As in years past, I am taking time at Christmas to review my past year's performance and this year is no different. I'm happy to report the news is good. Financially, 2019 was a banner year for the major calls from your humble blogger.

After being bearish on the market in the fall of 2018, I came into the year in a cautious but optimistic mood. I issued a special note on December 21 you hopefully read. I called for readers to bottom fish the market. The Christmas Eve risk purge marked an important turning point for negativity surrounding Fed policy, and markets haven't looked back since.

I pushed back on the notion of rising rates, as Increasingly economic deceleration soon became the default scenario. Trade and Brexit concerns battered sentiment, keeping the bid on safe and defensive assets.

The Risk Model had a great year. It objectively called most of the turns in the market as shown below (the up and down arrows correspond to 'risk on', 'risk off'). It was a bit late in confirming the December bottom, but I was already long by then having bought heavily during the mid December collapse. A series of whipsaw moves ensued during the May-September period during the height of the Trump tariff tweets. This was followed by a definitive 'risk on' call in October. Nice indeed.

On July 16 - "Bank Shot" I pointed to the potential of a steepening yield curve as evidence of a "soft landing" - a contrarian call given the spike in "recession" readings on Google Trends. A bit early but still nice!

My September 10 blog, "Gorilla Hill" laid out the blueprint for one final push to new highs. On the topic of the two biggest market negatives, Brexit and China Trade, I wrote:

"Just getting closure on the two issues alone should be enough to flip the second derivative of global growth to the positive sometime next year. I believe we have already passed an important point of capitulation for risk appetite from the sentiment standpoint."

* [SET OF TASKS]
• 1. Please say whether each statement agrees with the year-end market review, giving yes or no with the deciding words quoted from it: (a) The writer urged readers to bottom fish the market in a special note on December 21. (b) The Risk Model was early in confirming the December bottom. (c) A definitive 'risk on' call came in October.
• 2. Carry on the year-end market review from the point where it stops.
The listing after this text is not needed for any of the work.

* [RECORD EXTRACTS]
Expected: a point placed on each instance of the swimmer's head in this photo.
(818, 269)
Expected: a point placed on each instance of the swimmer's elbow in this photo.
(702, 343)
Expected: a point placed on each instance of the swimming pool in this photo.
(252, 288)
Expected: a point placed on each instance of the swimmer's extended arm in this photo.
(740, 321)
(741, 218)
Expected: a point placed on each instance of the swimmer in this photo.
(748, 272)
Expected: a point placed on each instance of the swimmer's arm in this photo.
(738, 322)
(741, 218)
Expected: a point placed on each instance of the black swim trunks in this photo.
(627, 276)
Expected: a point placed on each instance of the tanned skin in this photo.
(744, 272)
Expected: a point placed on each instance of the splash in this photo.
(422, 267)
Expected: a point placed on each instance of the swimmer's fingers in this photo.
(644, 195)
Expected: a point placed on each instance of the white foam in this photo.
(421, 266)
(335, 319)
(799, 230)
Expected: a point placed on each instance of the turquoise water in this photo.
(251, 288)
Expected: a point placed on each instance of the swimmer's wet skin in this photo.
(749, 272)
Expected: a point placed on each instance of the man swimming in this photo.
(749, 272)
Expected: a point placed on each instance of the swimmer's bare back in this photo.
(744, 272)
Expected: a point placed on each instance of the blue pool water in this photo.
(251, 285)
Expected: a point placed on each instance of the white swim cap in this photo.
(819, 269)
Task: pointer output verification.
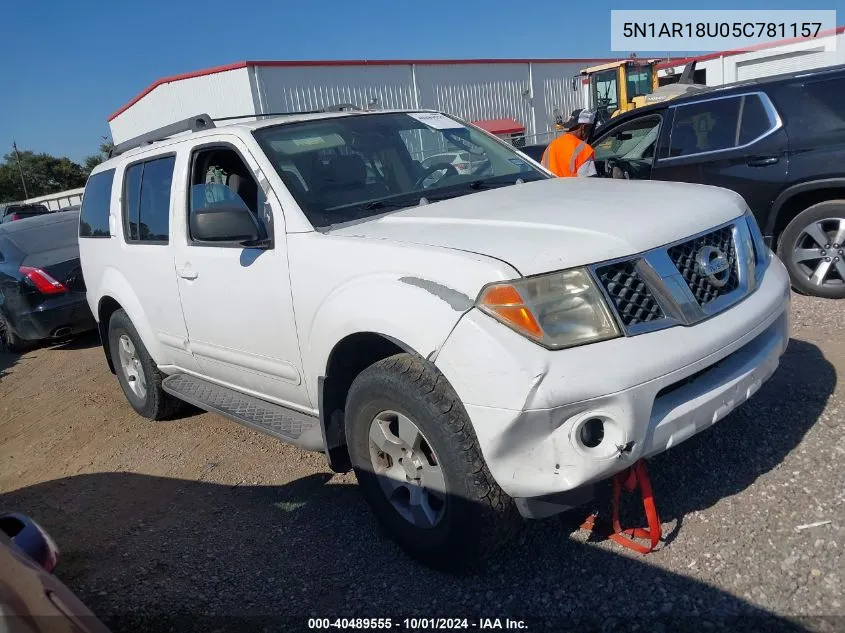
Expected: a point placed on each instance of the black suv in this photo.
(778, 141)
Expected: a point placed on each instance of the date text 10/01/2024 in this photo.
(424, 624)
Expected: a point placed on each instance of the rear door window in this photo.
(96, 202)
(720, 124)
(146, 206)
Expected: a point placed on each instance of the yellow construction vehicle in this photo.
(614, 88)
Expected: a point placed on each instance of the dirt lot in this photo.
(202, 516)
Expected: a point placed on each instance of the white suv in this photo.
(474, 345)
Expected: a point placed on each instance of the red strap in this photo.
(629, 479)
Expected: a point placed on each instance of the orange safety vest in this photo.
(566, 154)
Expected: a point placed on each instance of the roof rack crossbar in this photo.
(192, 124)
(204, 122)
(340, 107)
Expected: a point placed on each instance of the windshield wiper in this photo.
(386, 204)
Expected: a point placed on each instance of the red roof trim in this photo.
(500, 126)
(758, 47)
(345, 62)
(172, 78)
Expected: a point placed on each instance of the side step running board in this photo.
(285, 424)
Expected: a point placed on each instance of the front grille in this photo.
(684, 255)
(631, 297)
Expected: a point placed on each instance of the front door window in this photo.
(628, 150)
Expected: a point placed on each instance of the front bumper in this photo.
(56, 317)
(651, 391)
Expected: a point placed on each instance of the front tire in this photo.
(419, 466)
(137, 372)
(812, 247)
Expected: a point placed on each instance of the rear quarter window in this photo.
(96, 201)
(720, 124)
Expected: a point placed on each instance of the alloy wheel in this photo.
(819, 252)
(407, 469)
(130, 363)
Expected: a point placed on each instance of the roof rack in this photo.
(193, 124)
(205, 122)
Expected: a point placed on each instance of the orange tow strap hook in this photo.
(629, 479)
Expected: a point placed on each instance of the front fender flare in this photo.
(787, 194)
(113, 284)
(415, 313)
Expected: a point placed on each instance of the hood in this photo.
(559, 223)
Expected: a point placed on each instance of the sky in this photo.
(67, 66)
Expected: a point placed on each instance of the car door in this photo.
(237, 301)
(145, 189)
(734, 141)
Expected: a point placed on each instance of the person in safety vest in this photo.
(569, 155)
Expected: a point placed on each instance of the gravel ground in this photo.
(202, 516)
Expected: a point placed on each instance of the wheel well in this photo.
(800, 201)
(350, 357)
(107, 307)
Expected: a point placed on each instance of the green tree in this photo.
(95, 159)
(43, 173)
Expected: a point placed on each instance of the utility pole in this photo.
(20, 169)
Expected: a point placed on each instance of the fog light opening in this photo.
(591, 433)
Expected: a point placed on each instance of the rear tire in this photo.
(137, 372)
(471, 517)
(801, 249)
(10, 342)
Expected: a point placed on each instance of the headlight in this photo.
(555, 310)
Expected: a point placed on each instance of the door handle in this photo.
(763, 161)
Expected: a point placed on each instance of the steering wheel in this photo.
(434, 168)
(617, 168)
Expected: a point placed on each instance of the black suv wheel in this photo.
(813, 249)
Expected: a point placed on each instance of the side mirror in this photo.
(31, 539)
(229, 223)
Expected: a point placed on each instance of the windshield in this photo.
(354, 167)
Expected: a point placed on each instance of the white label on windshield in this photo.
(436, 120)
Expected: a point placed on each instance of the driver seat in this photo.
(343, 180)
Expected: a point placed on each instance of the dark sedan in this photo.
(42, 293)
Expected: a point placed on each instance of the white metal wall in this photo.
(553, 90)
(807, 55)
(526, 92)
(59, 200)
(299, 88)
(227, 93)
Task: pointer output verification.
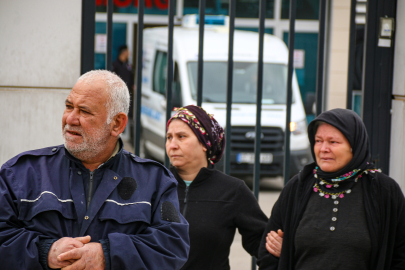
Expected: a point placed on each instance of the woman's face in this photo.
(183, 147)
(332, 149)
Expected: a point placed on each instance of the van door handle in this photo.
(163, 104)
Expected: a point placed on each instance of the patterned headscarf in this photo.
(205, 127)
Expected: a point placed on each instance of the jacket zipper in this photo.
(90, 195)
(185, 202)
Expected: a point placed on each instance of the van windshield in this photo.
(244, 82)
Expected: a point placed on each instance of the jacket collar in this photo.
(110, 161)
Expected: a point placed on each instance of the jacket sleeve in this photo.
(18, 245)
(163, 243)
(266, 260)
(250, 219)
(398, 258)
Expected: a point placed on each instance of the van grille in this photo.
(272, 141)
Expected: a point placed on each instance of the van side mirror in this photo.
(176, 95)
(310, 102)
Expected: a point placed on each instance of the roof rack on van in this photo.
(192, 20)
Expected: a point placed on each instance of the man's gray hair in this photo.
(118, 94)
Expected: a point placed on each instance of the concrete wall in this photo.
(397, 153)
(40, 62)
(336, 87)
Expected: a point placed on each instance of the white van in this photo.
(243, 120)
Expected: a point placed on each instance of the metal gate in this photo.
(88, 26)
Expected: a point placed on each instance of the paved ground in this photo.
(239, 259)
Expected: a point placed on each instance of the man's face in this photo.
(84, 126)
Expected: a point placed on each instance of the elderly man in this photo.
(89, 204)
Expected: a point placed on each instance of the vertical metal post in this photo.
(88, 29)
(108, 55)
(321, 57)
(170, 66)
(227, 161)
(258, 129)
(351, 62)
(259, 95)
(200, 52)
(138, 90)
(291, 41)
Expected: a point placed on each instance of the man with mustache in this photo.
(89, 204)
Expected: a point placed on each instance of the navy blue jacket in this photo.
(43, 198)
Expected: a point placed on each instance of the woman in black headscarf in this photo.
(214, 204)
(339, 212)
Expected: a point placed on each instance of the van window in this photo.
(160, 73)
(160, 78)
(244, 82)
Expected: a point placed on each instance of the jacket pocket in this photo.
(47, 201)
(127, 212)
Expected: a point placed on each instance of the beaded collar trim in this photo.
(340, 178)
(334, 195)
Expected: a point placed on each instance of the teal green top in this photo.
(187, 182)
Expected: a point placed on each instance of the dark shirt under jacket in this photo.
(384, 206)
(215, 206)
(333, 234)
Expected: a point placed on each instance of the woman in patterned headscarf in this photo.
(213, 203)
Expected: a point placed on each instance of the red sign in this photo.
(160, 4)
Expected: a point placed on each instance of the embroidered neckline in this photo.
(334, 195)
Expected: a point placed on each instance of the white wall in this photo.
(339, 50)
(397, 152)
(40, 62)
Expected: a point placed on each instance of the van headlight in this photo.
(298, 128)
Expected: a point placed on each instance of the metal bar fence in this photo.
(200, 52)
(138, 93)
(321, 57)
(351, 62)
(108, 55)
(88, 29)
(259, 95)
(170, 67)
(227, 156)
(291, 41)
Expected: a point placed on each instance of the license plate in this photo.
(265, 158)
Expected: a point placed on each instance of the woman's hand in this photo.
(274, 241)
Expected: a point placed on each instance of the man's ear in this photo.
(118, 124)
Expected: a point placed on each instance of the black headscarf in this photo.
(353, 128)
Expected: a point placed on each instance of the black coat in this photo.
(214, 206)
(385, 213)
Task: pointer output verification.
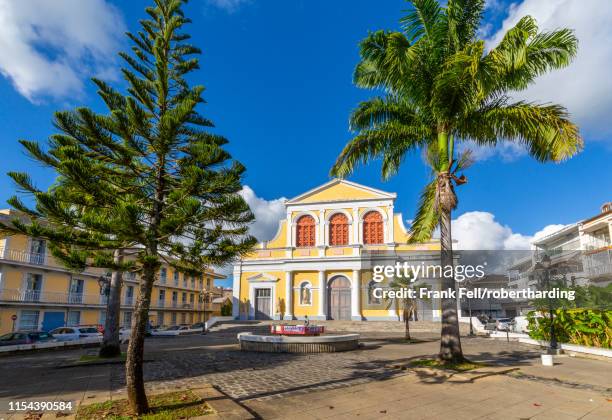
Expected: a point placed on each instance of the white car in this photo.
(503, 324)
(75, 333)
(174, 330)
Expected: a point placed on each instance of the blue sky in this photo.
(278, 77)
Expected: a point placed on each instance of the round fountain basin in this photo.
(298, 344)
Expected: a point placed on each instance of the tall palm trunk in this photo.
(450, 341)
(111, 344)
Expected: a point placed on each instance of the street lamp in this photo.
(469, 299)
(104, 284)
(542, 267)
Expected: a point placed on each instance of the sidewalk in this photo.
(407, 397)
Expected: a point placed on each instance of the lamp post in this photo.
(543, 266)
(104, 284)
(469, 299)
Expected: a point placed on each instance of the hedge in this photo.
(585, 327)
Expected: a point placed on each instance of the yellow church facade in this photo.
(319, 264)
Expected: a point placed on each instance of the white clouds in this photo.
(584, 87)
(479, 230)
(267, 214)
(230, 6)
(49, 47)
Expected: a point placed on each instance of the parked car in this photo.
(198, 326)
(503, 324)
(25, 337)
(75, 333)
(174, 330)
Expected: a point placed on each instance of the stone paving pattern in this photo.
(265, 382)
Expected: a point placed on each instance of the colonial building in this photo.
(38, 293)
(319, 264)
(580, 254)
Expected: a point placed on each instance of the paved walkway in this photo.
(259, 380)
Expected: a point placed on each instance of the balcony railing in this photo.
(22, 256)
(600, 270)
(34, 296)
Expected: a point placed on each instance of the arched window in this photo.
(305, 231)
(338, 229)
(373, 232)
(305, 294)
(373, 300)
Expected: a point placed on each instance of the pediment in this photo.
(262, 277)
(340, 190)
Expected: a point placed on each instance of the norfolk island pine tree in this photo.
(179, 188)
(442, 87)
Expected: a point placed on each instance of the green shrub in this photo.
(585, 327)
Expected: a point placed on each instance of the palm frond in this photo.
(545, 130)
(391, 137)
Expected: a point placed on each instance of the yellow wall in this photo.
(339, 192)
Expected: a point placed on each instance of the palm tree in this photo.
(407, 303)
(441, 87)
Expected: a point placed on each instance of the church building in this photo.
(319, 264)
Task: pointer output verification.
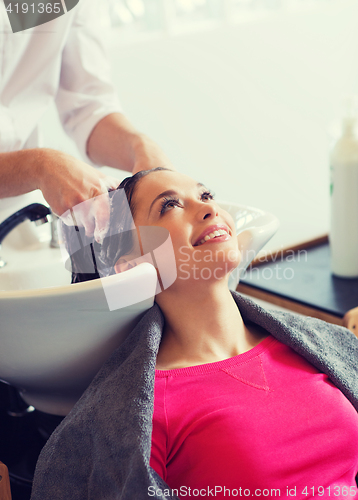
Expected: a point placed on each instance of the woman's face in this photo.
(203, 235)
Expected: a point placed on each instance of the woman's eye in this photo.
(168, 204)
(207, 196)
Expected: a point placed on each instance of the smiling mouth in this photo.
(211, 236)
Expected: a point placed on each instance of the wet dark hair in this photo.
(87, 257)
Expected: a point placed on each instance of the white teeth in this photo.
(214, 234)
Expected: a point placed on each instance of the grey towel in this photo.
(101, 450)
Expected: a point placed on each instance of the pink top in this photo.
(265, 419)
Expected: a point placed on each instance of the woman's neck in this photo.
(202, 326)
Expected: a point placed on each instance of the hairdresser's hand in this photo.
(148, 155)
(67, 182)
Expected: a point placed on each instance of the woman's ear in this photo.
(124, 264)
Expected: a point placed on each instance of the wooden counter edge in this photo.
(5, 492)
(349, 320)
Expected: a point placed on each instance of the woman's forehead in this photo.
(152, 184)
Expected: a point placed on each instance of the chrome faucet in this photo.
(35, 212)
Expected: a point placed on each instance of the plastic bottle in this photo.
(343, 236)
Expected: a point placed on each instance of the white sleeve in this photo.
(86, 93)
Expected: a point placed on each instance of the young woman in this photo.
(237, 412)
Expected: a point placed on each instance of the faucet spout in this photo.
(34, 212)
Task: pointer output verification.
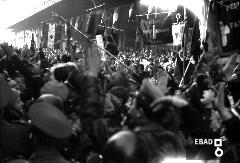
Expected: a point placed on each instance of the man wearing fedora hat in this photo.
(50, 129)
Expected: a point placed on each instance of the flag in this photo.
(45, 28)
(57, 38)
(130, 11)
(178, 70)
(115, 15)
(71, 21)
(195, 44)
(77, 22)
(139, 37)
(92, 23)
(51, 35)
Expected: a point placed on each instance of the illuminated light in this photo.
(163, 4)
(171, 5)
(180, 160)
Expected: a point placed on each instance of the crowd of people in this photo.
(57, 108)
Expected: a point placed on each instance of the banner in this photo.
(177, 32)
(228, 20)
(51, 35)
(57, 38)
(157, 31)
(45, 28)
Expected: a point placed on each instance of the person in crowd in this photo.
(50, 128)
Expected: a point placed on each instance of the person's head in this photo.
(208, 96)
(125, 147)
(168, 146)
(50, 125)
(203, 82)
(46, 76)
(52, 100)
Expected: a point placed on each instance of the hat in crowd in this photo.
(50, 120)
(7, 95)
(55, 88)
(52, 100)
(125, 147)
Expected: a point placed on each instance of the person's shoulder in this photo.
(18, 161)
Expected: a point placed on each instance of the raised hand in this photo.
(220, 104)
(93, 59)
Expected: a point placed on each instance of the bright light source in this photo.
(181, 160)
(171, 5)
(163, 4)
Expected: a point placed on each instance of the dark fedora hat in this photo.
(50, 120)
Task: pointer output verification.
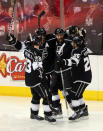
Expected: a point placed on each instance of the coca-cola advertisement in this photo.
(12, 66)
(84, 13)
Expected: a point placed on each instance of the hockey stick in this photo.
(39, 17)
(46, 96)
(59, 52)
(12, 19)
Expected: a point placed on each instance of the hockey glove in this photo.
(11, 39)
(60, 63)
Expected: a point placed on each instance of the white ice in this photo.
(15, 112)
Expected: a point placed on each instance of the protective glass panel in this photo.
(26, 18)
(87, 14)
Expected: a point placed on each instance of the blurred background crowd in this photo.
(84, 13)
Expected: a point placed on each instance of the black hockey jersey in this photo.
(65, 53)
(81, 69)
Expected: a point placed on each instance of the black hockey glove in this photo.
(60, 63)
(11, 39)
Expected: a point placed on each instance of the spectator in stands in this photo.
(94, 25)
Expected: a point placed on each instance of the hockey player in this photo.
(47, 49)
(34, 77)
(81, 76)
(65, 53)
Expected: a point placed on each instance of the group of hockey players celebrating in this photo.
(57, 61)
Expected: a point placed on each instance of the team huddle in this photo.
(57, 61)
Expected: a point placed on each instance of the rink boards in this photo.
(12, 80)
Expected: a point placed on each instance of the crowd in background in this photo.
(85, 13)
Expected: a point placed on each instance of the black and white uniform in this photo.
(81, 76)
(66, 72)
(33, 77)
(48, 57)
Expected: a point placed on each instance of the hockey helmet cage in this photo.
(40, 31)
(59, 31)
(82, 32)
(36, 40)
(78, 40)
(72, 30)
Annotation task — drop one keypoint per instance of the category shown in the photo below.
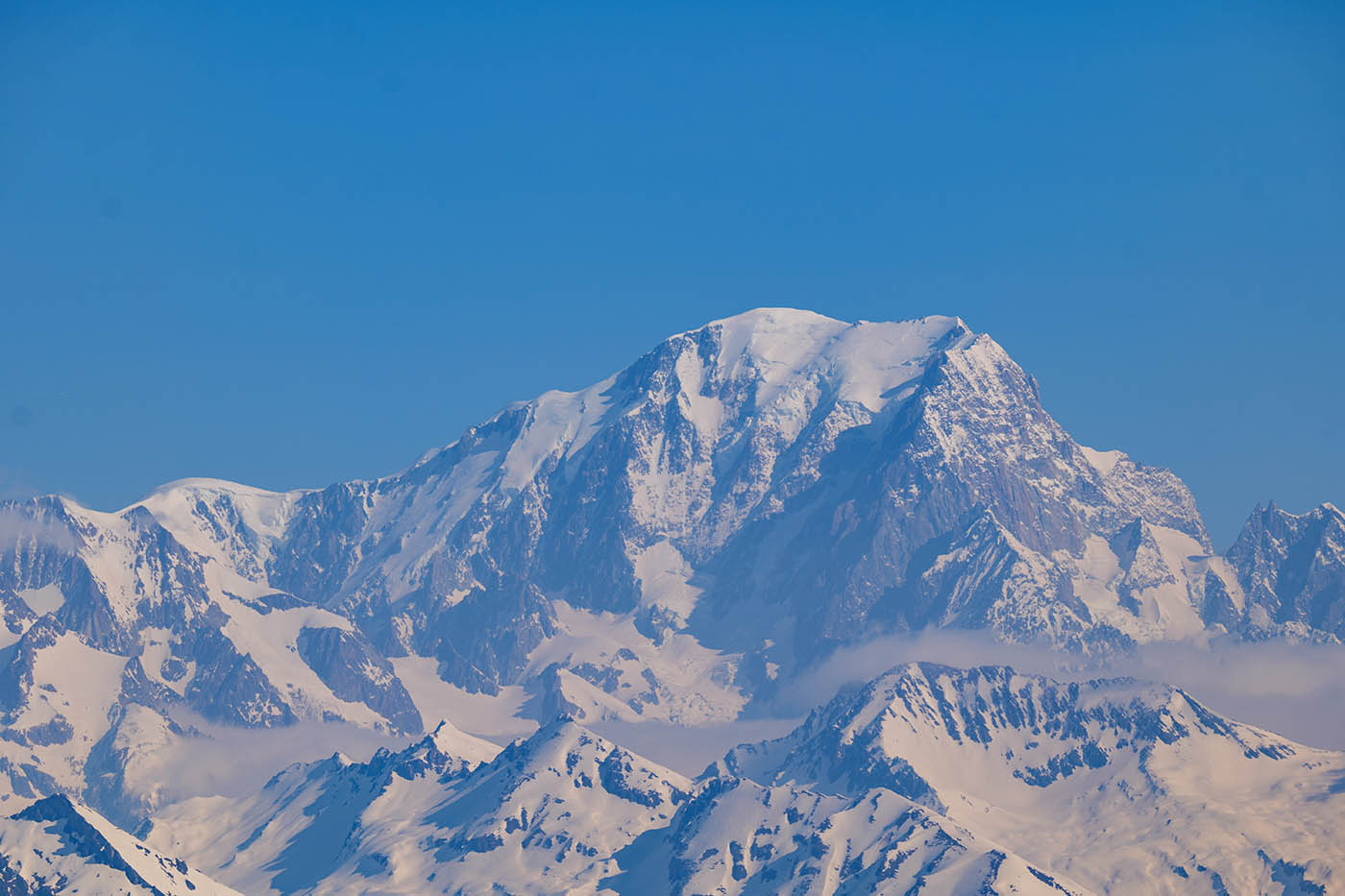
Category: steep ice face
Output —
(545, 814)
(740, 837)
(1291, 570)
(1116, 785)
(57, 846)
(668, 544)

* [RESPONSES FOR EACH TASK]
• 1.
(a) Yes: "I issued a special note on December 21 you hopefully read. I called for readers to bottom fish the market."
(b) No: "It was a bit late in confirming the December bottom"
(c) Yes: "This was followed by a definitive 'risk on' call in October."

• 2.
Also Nice.

My October 22 blog entitled "Over the Valley" reconfirmed my thoughts about a final push to the market top that would see new highs in the market. Importantly I postulated a more balanced leadership than simply the Growth/Defensive segments. Since then, the market has broadened out to include Banks, Emerging Market and Cyclical Technology in its new high lists. Nice.

In the recent " Art of the Turn" - Nov 12 - I pointed out to those with un-risked cash, such Warren Buffet, that it was time to buy something cyclical. Boeing would be an obvious one.

I'm still waiting for that trigger to get pulled. That would be nice.

But not all was right with my various musings, especially when it came to the bond market. A furious 20% rally that culminated in a blow-off style capitulation in August was a huge missed call on my part.

Specific calls such as going long DBA (early), short NFLX (late) and an early call to get out of gold, were notable blunders. But in the easy money world of today, it's hard to make contrarian calls. I'm more of a macro guy anyway - stay in your lane Bobby. Naughty!

As to what next year holds, we will have to wait for the calendar to flip. I, for one, will not be unhappy to see it. Having lost some friends this past year, including one of my best pals, it has been a year to forget, non-financially speaking.

But I have consistently stayed cautiously optimistic on the market, mainly because of the monetary backdrop. Stocks are, always and everywhere, a monetary phenomenon. The existential threat we faced in 2008 still motivates central bankers to err on the side of caution- like it or not. The 'get out of jail free' cards are still being passed out to risk takers.

The lack of support from government fiscal policy and the cautious, buy-back prone corporate sector has dampened growth, inflation and financial volatility alike. Goldilocks is alive and well.

'Lower for longer', a phrase that is almost 10 years old, is still the dominant driver of the current financial construct. Central Bank buying has inflated safe asset valuation to dangerous levels. This should continue to support expanded risk taking next year, but time is running out on the debt-fueled asset bubble. TINA is still in charge for now.

Until such time as the current deflationary bias recedes, a rotation out of financial assets into hard assets will continue to be pushed off. We should live so long as to see that day. At that point, the Central Banks could turn hawkish, meaning investors will need to get out of the way. That call is still ahead of us.

But until good news (on the economy) becomes bad news (Fed policy), I'm staying long.

Its both naughty and nice to be a bull.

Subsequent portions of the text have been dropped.